§ TEXTO PARA LEITURA:
------------------------------------
Já há algum tempo eles
deixaram de ser meros telefones ou brinquedinhos. Está na hora de começar a
levá-los mais a sério: os mobiles já estão na sua sala de aula, mesmo que
escondidinhos, e não vão mais sair de lá!
Tablets e Smartphones: eles
podem ajudar a melhorar a qualidade de vida de alunos e professores
Um dos grandes problemas das
escolas jurássicas é a estreiteza de visão de gestores e educadores sobre o
impacto e a extensão da aplicação de novas tecnologias no processo
educacional.
Já estamos todos cansados de
repetir e concordar que nosso modelo escolar é ruim e precisa ser
reinventado (só tapar o sol com a peneira já não dá mais). Já há um
consenso muito bem estabelecido de que as novas tecnologias digitais de
informação e comunicação (TDIC) têm um papel fundamental nessa
reconstrução. Porém, os falsos paradigmas da escola jurássica e o apego
quase nostálgico a práticas e hábitos ultrapassados ainda sobrevivem e
impedem que gestores e educadores promovam mudanças.
Em outros artigos [ 1][ 2][ 3] já discuti extensivamente o uso pedagógico dos mobiles
(smartphones, tablets, minitablets, etc.) como meios de transformar a
maneira como se ensina e propiciar novas formas de aprendizagem, de forma
que o ensino se aproxime mais da dinâmica como o aluno aprende atualmente.
Porém, há muito mais que podemos fazer pelos nossos alunos, e por nós
mesmos, ao incorporar as novas tecnologias em nossa prática de ensino.
------------------------------------
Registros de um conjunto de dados
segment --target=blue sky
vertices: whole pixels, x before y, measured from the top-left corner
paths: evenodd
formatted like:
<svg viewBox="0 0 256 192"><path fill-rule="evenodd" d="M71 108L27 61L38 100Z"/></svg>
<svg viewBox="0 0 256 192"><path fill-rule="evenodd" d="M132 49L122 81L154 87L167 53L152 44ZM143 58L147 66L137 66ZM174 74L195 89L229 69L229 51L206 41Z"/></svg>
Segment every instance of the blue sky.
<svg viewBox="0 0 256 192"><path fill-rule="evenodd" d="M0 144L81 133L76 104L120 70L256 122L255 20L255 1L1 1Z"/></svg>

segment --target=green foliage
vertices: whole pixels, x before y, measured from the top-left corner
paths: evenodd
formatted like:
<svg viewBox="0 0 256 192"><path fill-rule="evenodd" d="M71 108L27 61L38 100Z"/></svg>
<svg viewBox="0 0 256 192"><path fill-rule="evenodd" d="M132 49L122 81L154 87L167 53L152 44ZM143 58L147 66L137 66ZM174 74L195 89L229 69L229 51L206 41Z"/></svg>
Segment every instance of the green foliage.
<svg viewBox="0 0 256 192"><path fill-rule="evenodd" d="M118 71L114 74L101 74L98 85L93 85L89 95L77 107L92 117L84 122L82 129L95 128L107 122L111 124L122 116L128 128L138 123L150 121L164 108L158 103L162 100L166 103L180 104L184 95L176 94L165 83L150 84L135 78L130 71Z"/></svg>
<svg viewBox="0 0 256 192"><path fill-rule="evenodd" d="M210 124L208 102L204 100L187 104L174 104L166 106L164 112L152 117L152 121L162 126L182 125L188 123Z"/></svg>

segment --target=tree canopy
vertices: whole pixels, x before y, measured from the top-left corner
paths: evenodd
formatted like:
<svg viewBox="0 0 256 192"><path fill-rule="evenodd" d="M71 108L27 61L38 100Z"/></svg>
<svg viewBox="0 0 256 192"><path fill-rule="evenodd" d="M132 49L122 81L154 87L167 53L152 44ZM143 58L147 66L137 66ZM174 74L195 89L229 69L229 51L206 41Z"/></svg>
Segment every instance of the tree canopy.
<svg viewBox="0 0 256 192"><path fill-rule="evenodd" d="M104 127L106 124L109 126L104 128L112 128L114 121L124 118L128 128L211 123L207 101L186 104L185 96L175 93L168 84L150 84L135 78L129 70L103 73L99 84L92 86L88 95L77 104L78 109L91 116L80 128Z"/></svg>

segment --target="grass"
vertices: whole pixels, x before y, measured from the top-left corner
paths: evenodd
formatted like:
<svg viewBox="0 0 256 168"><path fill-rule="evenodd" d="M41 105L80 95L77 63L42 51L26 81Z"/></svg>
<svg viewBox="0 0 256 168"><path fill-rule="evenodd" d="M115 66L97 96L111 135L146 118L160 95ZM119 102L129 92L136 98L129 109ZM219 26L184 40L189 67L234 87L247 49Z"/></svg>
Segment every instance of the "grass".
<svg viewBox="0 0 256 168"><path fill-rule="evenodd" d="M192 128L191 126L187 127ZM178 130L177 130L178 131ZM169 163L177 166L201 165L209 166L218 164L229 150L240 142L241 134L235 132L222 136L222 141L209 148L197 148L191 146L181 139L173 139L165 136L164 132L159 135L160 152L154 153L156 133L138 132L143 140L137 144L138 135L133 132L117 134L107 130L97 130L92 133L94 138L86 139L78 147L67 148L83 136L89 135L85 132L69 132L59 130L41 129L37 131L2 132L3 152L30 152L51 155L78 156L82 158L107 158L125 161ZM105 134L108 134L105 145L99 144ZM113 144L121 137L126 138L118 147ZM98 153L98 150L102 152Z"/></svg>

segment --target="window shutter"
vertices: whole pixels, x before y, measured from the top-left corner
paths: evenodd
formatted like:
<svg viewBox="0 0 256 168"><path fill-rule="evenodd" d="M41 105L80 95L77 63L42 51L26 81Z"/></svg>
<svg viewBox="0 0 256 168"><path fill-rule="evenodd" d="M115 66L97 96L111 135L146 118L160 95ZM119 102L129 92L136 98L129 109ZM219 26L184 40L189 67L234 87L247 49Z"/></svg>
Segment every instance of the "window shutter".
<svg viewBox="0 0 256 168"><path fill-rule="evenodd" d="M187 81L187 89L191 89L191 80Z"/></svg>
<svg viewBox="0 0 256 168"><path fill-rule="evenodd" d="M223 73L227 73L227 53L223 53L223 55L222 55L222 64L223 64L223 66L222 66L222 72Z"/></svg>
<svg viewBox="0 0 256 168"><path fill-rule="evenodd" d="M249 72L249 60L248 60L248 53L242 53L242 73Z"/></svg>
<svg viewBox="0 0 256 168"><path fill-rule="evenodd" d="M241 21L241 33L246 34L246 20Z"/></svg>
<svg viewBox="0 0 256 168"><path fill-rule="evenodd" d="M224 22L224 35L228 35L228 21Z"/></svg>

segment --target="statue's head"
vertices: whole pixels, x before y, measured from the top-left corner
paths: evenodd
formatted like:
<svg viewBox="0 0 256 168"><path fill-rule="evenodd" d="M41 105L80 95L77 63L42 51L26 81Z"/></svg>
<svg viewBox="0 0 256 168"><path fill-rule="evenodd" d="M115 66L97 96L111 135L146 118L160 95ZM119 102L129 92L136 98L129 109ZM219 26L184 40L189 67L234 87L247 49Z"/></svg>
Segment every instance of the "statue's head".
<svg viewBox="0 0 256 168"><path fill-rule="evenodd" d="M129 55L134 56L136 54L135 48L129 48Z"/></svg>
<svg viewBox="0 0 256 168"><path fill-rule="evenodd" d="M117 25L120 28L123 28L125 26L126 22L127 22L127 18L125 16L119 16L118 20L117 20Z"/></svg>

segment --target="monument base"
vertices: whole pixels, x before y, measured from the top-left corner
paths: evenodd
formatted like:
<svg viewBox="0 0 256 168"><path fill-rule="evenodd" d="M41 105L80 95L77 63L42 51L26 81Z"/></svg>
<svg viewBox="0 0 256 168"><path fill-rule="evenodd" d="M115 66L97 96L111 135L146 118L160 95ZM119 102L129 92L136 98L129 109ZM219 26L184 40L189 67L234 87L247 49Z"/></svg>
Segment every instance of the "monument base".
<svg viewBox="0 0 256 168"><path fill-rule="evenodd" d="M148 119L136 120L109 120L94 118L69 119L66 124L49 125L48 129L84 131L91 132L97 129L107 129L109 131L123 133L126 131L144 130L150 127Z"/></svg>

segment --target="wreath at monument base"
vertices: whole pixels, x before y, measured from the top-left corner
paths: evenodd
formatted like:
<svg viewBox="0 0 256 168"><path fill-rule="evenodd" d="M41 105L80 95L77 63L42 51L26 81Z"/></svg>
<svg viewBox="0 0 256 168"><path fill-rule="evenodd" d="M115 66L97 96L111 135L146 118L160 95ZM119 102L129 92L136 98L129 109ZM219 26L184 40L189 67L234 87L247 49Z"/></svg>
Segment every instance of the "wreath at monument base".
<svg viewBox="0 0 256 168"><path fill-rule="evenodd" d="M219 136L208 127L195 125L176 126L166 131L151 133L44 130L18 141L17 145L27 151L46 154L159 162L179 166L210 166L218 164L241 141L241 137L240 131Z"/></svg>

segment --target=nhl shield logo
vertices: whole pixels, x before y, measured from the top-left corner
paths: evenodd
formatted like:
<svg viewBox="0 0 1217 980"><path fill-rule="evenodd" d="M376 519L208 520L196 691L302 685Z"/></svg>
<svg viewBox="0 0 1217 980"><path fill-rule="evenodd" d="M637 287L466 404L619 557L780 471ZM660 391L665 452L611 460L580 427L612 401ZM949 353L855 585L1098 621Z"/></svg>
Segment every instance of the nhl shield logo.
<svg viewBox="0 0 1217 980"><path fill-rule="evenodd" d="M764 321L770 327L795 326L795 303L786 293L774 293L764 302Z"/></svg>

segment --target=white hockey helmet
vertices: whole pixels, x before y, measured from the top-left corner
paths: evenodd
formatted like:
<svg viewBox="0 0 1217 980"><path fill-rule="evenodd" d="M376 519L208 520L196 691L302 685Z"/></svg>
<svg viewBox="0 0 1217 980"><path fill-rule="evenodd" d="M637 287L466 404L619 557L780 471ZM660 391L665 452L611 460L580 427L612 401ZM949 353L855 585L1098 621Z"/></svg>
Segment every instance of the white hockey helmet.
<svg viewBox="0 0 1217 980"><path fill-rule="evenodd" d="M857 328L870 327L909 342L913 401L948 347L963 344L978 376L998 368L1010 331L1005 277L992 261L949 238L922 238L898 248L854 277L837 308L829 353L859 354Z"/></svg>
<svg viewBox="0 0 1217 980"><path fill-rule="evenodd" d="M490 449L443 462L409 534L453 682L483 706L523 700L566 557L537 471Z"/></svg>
------------------------------------
§ CONJUNTO DE TAREFAS:
[1] Reproduza as entradas desde a primeira linha até a linha que contém "144L81 133L76 104L120", incluindo as duas pontas.
[2] Prossiga com o texto sobre tablets e smartphones na escola a partir do ponto em que ele termina.
O texto e as entradas vêm de fontes diferentes.

§ RESPOSTAS POR TAREFA:
[1]
segment --target=blue sky
vertices: whole pixels, x before y, measured from the top-left corner
paths: evenodd
formatted like:
<svg viewBox="0 0 256 192"><path fill-rule="evenodd" d="M71 108L27 61L38 100Z"/></svg>
<svg viewBox="0 0 256 192"><path fill-rule="evenodd" d="M132 49L122 81L154 87L167 53L152 44ZM143 58L147 66L137 66ZM174 74L195 89L229 69L229 51L206 41Z"/></svg>
Segment every instance of the blue sky.
<svg viewBox="0 0 256 192"><path fill-rule="evenodd" d="M0 144L81 133L76 104L120 70L256 122L255 20L255 1L1 1Z"/></svg>

[2]
O uso das TDIC causa impacto
dentro e fora da sala de aula e abrange algumas questões que raramente nos
chamam a atenção, mas que se relacionam diretamente com as nossas práticas
em sala de aula e na escola de maneira mais geral. Essas questões que,
aparentemente, extrapolam o universo da sala de aula, são igualmente
fundamentais se pretendemos uma escola feita para alunos e não apenas para
professores e gestores terem um local para trabalhar.
Nesse artigo eu volto ao tema
dos móbiles, mas com um enfoque que extrapola a prática de sala de aula
para abarcar também a qualidade de vida dos nossos alunos. Como não poderia
deixar de ser, retomo também o uso pedagógico dos móbiles e tento apontar
alguns caminhos possíveis que eu mesmo e muitos outros estamos tentando
trilhar.
A primeira proposta é
simples: vamos rever o material escolar de nossos alunos e aliviar o peso
de suas mochilas?
A segunda é mais complexa:
vamos refletir sobre nossa capacidade de aplicar a nós mesmos as teorias
que aprendemos na faculdade (Piaget, Vygotsky, Paulo Freire, etc. etc)
e tentar uma ação concreta?
Mochilas escolares, dores e
problemas posturais
A mochila escolar não pode
pesar mais do que 10% do peso da criança.
Diversos estudos já mostraram
que as mochilas escolares podem causar problemas posturais e quadros de
dores nos ombros, costas e outras partes do corpo sensíveis a sobrecarga de
peso transportado.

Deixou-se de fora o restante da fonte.